*Raw records*:
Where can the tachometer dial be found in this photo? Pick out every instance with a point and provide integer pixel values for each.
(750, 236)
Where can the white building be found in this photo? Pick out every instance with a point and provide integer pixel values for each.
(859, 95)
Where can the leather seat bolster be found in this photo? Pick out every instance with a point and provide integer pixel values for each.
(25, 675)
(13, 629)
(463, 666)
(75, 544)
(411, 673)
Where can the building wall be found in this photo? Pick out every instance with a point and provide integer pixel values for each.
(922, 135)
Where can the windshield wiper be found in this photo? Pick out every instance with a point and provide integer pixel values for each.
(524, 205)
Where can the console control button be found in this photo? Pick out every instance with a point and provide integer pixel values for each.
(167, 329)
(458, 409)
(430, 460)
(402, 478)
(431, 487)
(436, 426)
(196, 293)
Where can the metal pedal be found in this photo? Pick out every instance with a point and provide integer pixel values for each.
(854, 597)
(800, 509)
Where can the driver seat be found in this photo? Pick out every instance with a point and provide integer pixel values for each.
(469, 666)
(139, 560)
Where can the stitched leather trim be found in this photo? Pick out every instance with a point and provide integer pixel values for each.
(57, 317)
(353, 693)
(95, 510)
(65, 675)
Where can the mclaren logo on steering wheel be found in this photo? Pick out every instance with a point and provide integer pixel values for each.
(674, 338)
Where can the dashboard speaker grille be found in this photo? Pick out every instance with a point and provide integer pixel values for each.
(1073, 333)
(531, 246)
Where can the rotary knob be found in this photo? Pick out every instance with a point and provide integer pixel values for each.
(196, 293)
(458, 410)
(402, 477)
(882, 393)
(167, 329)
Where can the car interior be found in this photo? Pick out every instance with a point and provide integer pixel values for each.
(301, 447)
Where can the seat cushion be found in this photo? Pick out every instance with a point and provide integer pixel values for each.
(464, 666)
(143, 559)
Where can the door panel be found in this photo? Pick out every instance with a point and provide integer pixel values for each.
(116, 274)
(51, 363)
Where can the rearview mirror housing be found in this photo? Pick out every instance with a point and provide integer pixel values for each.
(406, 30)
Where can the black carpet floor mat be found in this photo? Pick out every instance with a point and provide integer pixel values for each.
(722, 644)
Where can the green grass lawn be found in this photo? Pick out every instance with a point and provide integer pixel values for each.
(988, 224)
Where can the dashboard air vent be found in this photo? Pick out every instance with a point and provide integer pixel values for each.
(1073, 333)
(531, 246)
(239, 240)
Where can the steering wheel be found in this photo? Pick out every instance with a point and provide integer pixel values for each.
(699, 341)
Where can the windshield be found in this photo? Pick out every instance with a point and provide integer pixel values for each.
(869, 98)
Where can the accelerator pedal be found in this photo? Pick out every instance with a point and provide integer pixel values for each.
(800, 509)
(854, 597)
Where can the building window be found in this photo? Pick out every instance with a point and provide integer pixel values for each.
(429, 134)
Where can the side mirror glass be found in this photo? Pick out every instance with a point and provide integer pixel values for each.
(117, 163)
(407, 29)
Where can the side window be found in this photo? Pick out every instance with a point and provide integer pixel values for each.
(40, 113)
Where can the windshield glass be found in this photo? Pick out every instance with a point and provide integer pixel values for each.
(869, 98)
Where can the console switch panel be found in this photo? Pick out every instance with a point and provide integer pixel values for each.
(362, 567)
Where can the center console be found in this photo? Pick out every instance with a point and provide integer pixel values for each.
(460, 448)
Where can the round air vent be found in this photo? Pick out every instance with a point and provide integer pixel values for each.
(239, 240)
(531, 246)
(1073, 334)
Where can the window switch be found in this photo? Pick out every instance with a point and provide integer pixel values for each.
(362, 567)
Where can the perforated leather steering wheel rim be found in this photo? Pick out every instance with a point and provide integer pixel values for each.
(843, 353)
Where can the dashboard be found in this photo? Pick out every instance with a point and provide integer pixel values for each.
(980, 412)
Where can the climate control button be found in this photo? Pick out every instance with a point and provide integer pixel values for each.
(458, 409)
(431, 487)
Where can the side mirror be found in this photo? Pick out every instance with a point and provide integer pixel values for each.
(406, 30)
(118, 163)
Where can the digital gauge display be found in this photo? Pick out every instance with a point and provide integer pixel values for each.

*What is required*:
Give back the lines above exactly, from the one with "Where can the dashboard be" through the last line.

*Exercise output*:
Where can the dashboard be found in this photo? Pick out every instance with a point and provide integer pixel values for each.
(980, 412)
Where can the climate control button be found in this photo? Pick out every instance with a point and provide integer pixel values for each.
(458, 409)
(431, 487)
Where can the side mirror be found in this photo? Pick out every instance with a point and provide integer pixel values for each.
(406, 30)
(118, 163)
Where can the digital gauge display be found in this photo? Pick out every instance with a point and provide integer pixel values for each.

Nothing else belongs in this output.